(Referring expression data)
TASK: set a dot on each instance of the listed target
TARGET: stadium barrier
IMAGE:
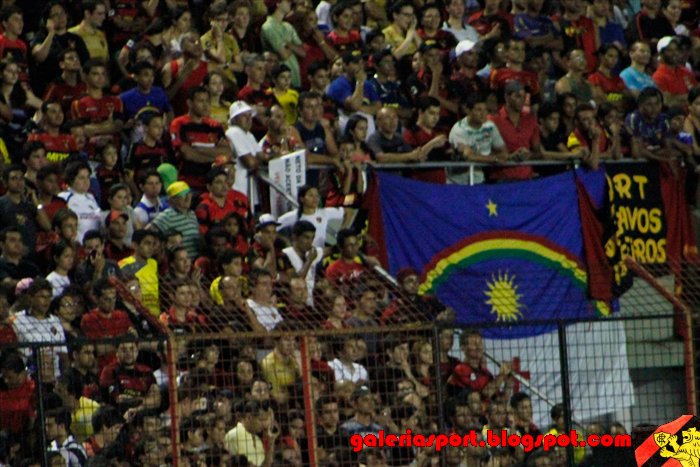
(297, 393)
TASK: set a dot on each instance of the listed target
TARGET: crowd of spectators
(131, 132)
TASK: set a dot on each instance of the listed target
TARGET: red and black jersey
(64, 93)
(445, 39)
(209, 213)
(205, 134)
(500, 77)
(483, 24)
(93, 110)
(128, 11)
(143, 157)
(345, 44)
(58, 147)
(96, 110)
(17, 51)
(115, 381)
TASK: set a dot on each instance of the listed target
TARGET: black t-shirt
(22, 214)
(48, 70)
(20, 271)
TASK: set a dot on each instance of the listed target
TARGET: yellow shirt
(288, 101)
(239, 441)
(96, 42)
(279, 372)
(220, 113)
(81, 424)
(231, 50)
(394, 39)
(148, 279)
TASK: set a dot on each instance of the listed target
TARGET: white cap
(238, 108)
(663, 43)
(265, 220)
(464, 47)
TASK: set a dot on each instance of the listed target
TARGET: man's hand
(522, 154)
(51, 26)
(312, 255)
(98, 262)
(506, 368)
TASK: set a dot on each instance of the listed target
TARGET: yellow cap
(178, 188)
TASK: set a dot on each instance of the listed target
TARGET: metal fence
(204, 389)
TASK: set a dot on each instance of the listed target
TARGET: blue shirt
(635, 80)
(525, 25)
(612, 32)
(651, 133)
(134, 100)
(342, 88)
(389, 93)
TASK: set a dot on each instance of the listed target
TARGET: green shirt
(186, 224)
(276, 35)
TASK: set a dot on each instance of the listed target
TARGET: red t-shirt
(525, 135)
(17, 51)
(676, 80)
(64, 94)
(500, 77)
(58, 147)
(116, 380)
(196, 78)
(465, 376)
(17, 407)
(345, 44)
(341, 272)
(613, 86)
(96, 326)
(207, 133)
(209, 213)
(93, 110)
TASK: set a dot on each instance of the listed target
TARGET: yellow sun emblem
(504, 297)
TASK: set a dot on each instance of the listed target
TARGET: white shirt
(30, 329)
(355, 374)
(88, 211)
(482, 140)
(298, 263)
(323, 12)
(58, 282)
(268, 316)
(243, 144)
(319, 219)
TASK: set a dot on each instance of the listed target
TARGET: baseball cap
(429, 44)
(665, 42)
(168, 173)
(464, 47)
(238, 108)
(221, 160)
(265, 220)
(352, 56)
(113, 215)
(23, 285)
(178, 189)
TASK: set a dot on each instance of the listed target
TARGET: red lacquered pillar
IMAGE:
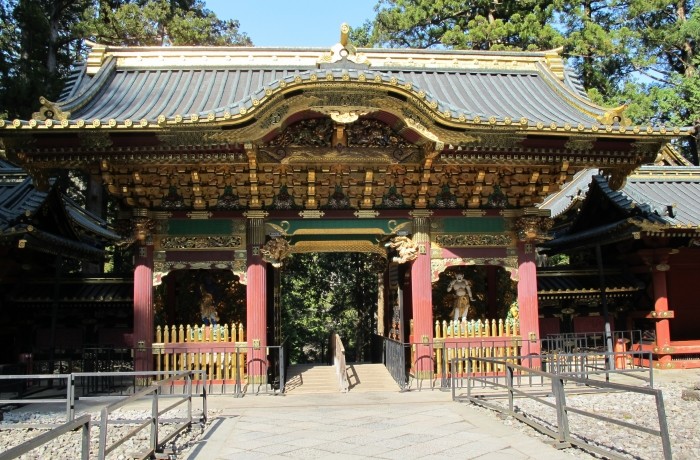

● TO DO
Return the entries exactly as given. Do not include pictures.

● TASK SOLUTION
TASK: set a dot on each instance of the listed target
TARGET: stadium barrier
IMAGE:
(297, 393)
TASK: set a dot on each instance of the listed target
TARGET: crowd of spectators
(131, 132)
TASK: set a dot on each instance of the listed target
TARGET: red and black jersey
(64, 93)
(445, 39)
(209, 213)
(205, 134)
(500, 77)
(483, 24)
(93, 110)
(128, 11)
(143, 157)
(345, 44)
(58, 147)
(96, 110)
(17, 51)
(115, 381)
TASK: set a dot on each instance of the listed target
TARGET: black t-shirt
(22, 214)
(48, 70)
(20, 271)
TASK: set a dot on each instance of the listed target
TARGET: yellow shirt
(288, 101)
(239, 441)
(96, 42)
(279, 372)
(220, 113)
(81, 424)
(231, 50)
(394, 39)
(148, 279)
TASK: set a dot on each instance of the listed target
TARGET: white cap
(238, 108)
(663, 43)
(265, 220)
(464, 47)
TASK: set a dot on each instance of the listed target
TARGET: man's hand
(522, 154)
(51, 26)
(312, 255)
(98, 262)
(506, 368)
TASK: set a dot on each instance of the listed target
TARGET: yellow cap
(178, 188)
TASK: set a dot on each instance of the listed target
TARGET: metal fence
(204, 389)
TASK: set a dot on each instance of the listed target
TARGET: blue shirt
(635, 80)
(525, 25)
(612, 32)
(651, 133)
(134, 100)
(342, 88)
(389, 93)
TASK: set a dot on each instance of the listed target
TARGET: green shirt
(186, 224)
(276, 35)
TASK: set a dot on each instance of the listed target
TARGET: red t-shirt
(525, 135)
(17, 51)
(676, 80)
(64, 94)
(500, 77)
(58, 147)
(116, 380)
(196, 78)
(465, 376)
(17, 407)
(345, 44)
(341, 272)
(613, 86)
(96, 326)
(207, 133)
(209, 213)
(93, 110)
TASK: set a dot on each instance of the listed target
TARGET: yellow sun emblem
(504, 297)
TASK: set a dot on each instance of the listed target
TARGET: white shirt
(30, 329)
(355, 374)
(88, 211)
(482, 140)
(298, 263)
(323, 12)
(58, 282)
(268, 316)
(243, 144)
(319, 219)
TASK: set a dot on each instance of the listed target
TARGET: baseball cap
(429, 44)
(665, 42)
(168, 173)
(464, 47)
(238, 108)
(221, 160)
(265, 220)
(352, 56)
(113, 215)
(23, 285)
(178, 189)
TASK: set a dot on each instance of the listed target
TARGET: red lacquered pillar
IMAGE:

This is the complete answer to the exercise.